[Begin Material]

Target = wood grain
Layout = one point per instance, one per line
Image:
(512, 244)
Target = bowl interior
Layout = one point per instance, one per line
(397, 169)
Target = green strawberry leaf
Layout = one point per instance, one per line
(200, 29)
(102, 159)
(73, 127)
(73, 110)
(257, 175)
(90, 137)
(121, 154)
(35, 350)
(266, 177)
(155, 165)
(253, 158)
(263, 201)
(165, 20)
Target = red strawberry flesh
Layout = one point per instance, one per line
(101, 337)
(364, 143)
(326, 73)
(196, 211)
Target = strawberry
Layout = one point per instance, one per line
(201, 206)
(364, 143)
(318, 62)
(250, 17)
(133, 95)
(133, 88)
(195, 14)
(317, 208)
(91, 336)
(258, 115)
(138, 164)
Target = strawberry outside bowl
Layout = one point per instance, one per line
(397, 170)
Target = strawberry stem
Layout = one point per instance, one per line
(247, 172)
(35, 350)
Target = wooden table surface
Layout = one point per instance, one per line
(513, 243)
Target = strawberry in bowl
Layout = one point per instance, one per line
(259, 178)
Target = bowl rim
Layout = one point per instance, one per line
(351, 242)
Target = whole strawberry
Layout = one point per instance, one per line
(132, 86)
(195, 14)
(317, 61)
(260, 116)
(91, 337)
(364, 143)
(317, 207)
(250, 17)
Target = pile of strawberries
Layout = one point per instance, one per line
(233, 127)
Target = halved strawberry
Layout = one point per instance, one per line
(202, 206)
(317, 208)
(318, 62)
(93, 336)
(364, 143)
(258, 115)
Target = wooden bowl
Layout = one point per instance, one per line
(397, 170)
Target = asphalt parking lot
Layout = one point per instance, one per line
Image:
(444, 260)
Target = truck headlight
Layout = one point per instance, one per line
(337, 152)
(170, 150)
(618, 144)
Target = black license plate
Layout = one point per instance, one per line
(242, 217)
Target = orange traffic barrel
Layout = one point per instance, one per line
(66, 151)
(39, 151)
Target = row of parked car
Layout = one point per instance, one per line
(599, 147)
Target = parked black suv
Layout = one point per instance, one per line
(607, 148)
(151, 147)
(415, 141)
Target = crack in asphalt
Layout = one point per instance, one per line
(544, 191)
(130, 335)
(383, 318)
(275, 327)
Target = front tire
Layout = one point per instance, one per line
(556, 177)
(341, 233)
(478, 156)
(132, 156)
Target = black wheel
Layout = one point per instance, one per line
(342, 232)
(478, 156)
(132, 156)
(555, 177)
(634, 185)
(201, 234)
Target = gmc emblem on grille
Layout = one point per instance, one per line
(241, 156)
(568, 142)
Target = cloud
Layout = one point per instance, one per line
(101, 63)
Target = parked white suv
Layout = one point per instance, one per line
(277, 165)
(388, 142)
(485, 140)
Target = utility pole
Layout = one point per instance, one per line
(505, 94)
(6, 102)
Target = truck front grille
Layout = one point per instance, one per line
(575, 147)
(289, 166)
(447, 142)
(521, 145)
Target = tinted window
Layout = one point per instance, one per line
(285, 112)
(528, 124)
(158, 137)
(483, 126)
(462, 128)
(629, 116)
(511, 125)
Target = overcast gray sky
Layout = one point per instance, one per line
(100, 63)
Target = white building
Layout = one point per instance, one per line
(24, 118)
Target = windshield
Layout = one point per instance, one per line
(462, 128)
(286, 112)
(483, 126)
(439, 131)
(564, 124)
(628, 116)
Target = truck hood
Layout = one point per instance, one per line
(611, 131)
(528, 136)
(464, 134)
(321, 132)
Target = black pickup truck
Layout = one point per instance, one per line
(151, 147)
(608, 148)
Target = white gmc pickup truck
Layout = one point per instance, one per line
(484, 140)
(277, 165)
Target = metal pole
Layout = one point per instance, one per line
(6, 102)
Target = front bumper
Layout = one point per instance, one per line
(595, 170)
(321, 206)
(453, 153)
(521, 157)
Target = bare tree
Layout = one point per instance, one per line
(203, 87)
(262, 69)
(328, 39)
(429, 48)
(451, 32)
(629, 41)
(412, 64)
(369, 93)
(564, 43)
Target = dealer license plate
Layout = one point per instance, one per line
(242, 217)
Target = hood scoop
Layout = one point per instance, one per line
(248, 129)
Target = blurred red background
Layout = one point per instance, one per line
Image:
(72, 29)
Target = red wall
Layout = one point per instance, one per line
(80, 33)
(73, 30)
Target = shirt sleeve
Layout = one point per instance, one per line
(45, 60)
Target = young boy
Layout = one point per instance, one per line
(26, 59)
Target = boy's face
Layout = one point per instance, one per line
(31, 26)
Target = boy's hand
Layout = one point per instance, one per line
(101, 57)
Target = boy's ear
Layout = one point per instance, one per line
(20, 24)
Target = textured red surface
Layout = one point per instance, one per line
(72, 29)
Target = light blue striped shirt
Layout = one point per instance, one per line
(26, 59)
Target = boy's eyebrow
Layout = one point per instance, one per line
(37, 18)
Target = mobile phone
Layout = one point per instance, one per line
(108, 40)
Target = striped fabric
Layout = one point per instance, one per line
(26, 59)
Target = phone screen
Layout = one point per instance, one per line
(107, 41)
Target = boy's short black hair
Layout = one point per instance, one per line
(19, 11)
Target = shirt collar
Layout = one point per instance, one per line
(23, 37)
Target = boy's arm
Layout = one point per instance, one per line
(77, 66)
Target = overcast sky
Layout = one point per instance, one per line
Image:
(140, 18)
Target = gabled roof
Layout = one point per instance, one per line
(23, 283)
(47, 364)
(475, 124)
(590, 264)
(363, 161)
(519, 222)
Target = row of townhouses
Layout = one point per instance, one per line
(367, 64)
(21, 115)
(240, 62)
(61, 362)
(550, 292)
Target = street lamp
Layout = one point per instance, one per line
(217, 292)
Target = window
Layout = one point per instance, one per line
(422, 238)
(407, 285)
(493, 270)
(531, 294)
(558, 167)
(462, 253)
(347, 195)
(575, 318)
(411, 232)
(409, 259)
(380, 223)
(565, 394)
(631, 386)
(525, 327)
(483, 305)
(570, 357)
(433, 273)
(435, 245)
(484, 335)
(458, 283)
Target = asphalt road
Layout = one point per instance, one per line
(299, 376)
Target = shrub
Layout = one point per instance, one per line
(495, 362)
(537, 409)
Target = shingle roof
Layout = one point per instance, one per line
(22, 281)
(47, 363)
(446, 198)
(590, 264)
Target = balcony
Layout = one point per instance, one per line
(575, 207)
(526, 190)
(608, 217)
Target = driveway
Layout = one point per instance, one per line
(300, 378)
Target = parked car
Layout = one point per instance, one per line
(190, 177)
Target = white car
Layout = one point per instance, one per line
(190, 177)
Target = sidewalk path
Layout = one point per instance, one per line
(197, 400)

[End Material]

▶ **Work to be completed**
Copy each entry exactly, with nothing added or dropped.

▶ **Output of the task**
Target = wood grain
Layout = one point per instance, one per line
Image:
(512, 244)
Target = bowl interior
Layout = one point per instance, one per line
(397, 169)
Target = green strawberry leaf
Layout = one point per instance, one per line
(200, 29)
(102, 159)
(73, 127)
(73, 110)
(257, 175)
(90, 137)
(121, 154)
(35, 350)
(266, 177)
(155, 165)
(253, 158)
(263, 201)
(165, 20)
Target = red strawberry flesh
Layout = one point per instance, one per line
(101, 337)
(364, 143)
(326, 73)
(196, 211)
Target = strawberry
Layout = one point per instance, one per line
(201, 206)
(364, 143)
(318, 62)
(250, 17)
(133, 95)
(133, 88)
(195, 14)
(317, 208)
(91, 336)
(258, 115)
(138, 164)
Target = strawberry outside bowl
Layout = one point per instance, one per line
(397, 170)
Target = strawberry stem
Layout = one point per instance, one per line
(247, 172)
(35, 350)
Target = wooden table surface
Layout = one point per instance, one per line
(513, 243)
Target = strawberry in bowl
Layout = one point per instance, one per line
(259, 178)
Target = bowl rim
Layout = one point per instance, one per line
(351, 242)
Target = whole strawberry
Layout = one point per instance, one per line
(132, 86)
(195, 14)
(317, 61)
(260, 116)
(91, 337)
(364, 143)
(317, 207)
(250, 17)
Target = pile of strawberries
Layout = one point per instance, one per line
(233, 127)
Target = halved strawberry
Layout = one point per instance, one per line
(202, 206)
(317, 208)
(318, 62)
(93, 336)
(364, 143)
(258, 115)
Target = wooden bowl
Layout = one point per instance, one per line
(397, 170)
Target = asphalt parking lot
Layout = one point per instance, one per line
Image:
(444, 260)
Target = truck headlight
Layout = one point per instance, one per line
(337, 152)
(170, 150)
(618, 144)
Target = black license plate
Layout = one point per instance, one per line
(242, 217)
Target = orange traffic barrel
Layout = one point per instance, one per line
(66, 151)
(39, 151)
Target = row of parked car
Layout = one point per instance, one per line
(599, 147)
Target = parked black suv
Layout = one point per instance, one per line
(607, 148)
(151, 147)
(415, 141)
Target = crack in asphalt
Layout = one point per instance, one per line
(544, 191)
(130, 335)
(383, 318)
(275, 327)
Target = front tire
Layout = one point per instance, one per line
(556, 177)
(341, 233)
(478, 156)
(132, 156)
Target = black wheel
Layout = one point per instance, one per line
(342, 232)
(478, 156)
(132, 156)
(555, 177)
(634, 185)
(201, 234)
Target = gmc emblem on grille
Layout = one point per instance, one per line
(241, 156)
(568, 142)
Target = cloud
Layout = one point per instance, one per line
(101, 63)
Target = parked white suv
Layout = one point per instance, one per line
(277, 165)
(388, 142)
(485, 140)
Target = utility pole
Layout = one point per instance, one per line
(505, 94)
(6, 102)
Target = truck front grille
Layout = one point per instance, one per line
(575, 147)
(289, 166)
(447, 142)
(521, 145)
Target = tinted window
Layout = one point per instance, one per line
(285, 112)
(528, 124)
(158, 137)
(483, 126)
(462, 128)
(629, 116)
(511, 125)
Target = overcast gray sky
Layout = one point per instance, one per line
(100, 63)
Target = white building
Layout = one point per instance, one per line
(24, 118)
Target = windshield
Layout = one point per instance, one per line
(462, 128)
(286, 112)
(483, 126)
(439, 131)
(564, 124)
(628, 116)
Target = truck hood
Layout = one point per instance, one per line
(611, 131)
(528, 136)
(464, 134)
(321, 132)
Target = black pickup truck
Layout = one point per instance, one per line
(151, 147)
(608, 148)
Target = white gmc pickup truck
Layout = one point per instance, one per line
(484, 140)
(277, 165)
Target = metal pole
Layout = one point per instance, one per line
(6, 102)
Target = front bumper
Layout = one point per instance, one per line
(595, 170)
(321, 206)
(453, 153)
(521, 157)
Target = bare tree
Layout = one point per instance, one per line
(203, 87)
(262, 69)
(328, 39)
(429, 48)
(451, 32)
(629, 41)
(412, 64)
(369, 93)
(564, 43)
Target = dealer license plate
Layout = one point per instance, one per line
(242, 217)
Target = hood scoop
Layout = one point per instance, one per line
(248, 129)
Target = blurred red background
Layout = one point per instance, one per line
Image:
(72, 29)
Target = red wall
Layout = one point per instance, one per line
(80, 33)
(73, 30)
Target = shirt sleeve
Layout = one point per instance, one per line
(45, 60)
Target = young boy
Layout = one point per instance, one per line
(26, 59)
Target = boy's face
Layout = one point per instance, one per line
(31, 26)
Target = boy's hand
Layout = one point per instance, one per line
(101, 57)
Target = boy's ear
Layout = one point per instance, one per line
(20, 24)
Target = textured red surface
Layout = one point per instance, one per line
(72, 29)
Target = light blue striped shirt
Layout = one point per instance, one per line
(26, 59)
Target = boy's eyebrow
Layout = one point per instance, one per line
(37, 18)
Target = mobile phone
Layout = one point per instance, one per line
(108, 40)
Target = striped fabric
Layout = one point per instance, one per line
(26, 59)
Target = phone screen
Layout = one point per instance, one per line
(107, 41)
Target = boy's short black hair
Layout = one point per instance, one per line
(19, 11)
Target = shirt collar
Layout = one point per instance, one per line
(23, 37)
Target = boy's arm
Layout = one point per instance, one per line
(77, 66)
Target = overcast sky
Layout = one point per instance, one per line
Image:
(140, 18)
Target = gabled roof
Layout = one point per instance, one per line
(23, 283)
(47, 364)
(475, 124)
(590, 264)
(363, 161)
(519, 222)
Target = row of townhouses
Layout = one point per instance, one per line
(367, 64)
(21, 115)
(240, 62)
(61, 362)
(550, 292)
Target = street lamp
Layout = one point per instance, one per line
(217, 292)
Target = window
Layout = one point per instance, one per line
(422, 238)
(407, 285)
(493, 270)
(531, 294)
(558, 167)
(462, 253)
(347, 195)
(575, 318)
(411, 232)
(409, 259)
(380, 223)
(565, 394)
(631, 386)
(525, 327)
(483, 305)
(570, 357)
(433, 273)
(435, 245)
(484, 335)
(458, 283)
Target = asphalt road
Layout = one point per instance, one per line
(299, 376)
Target = shrub
Layout = one point per instance, one per line
(495, 362)
(537, 409)
Target = shingle roof
Layout = one point per instance, one per line
(22, 281)
(47, 363)
(446, 198)
(590, 264)
Target = balcony
Layout = one point per instance, one per line
(575, 207)
(526, 190)
(608, 217)
Target = driveway
Layout = one point per instance, one per line
(300, 378)
Target = parked car
Layout = one point per instance, one per line
(190, 177)
Target = white car
Layout = one point per instance, one per line
(190, 177)
Target = sidewalk path
Layout = one point per instance, one per line
(197, 400)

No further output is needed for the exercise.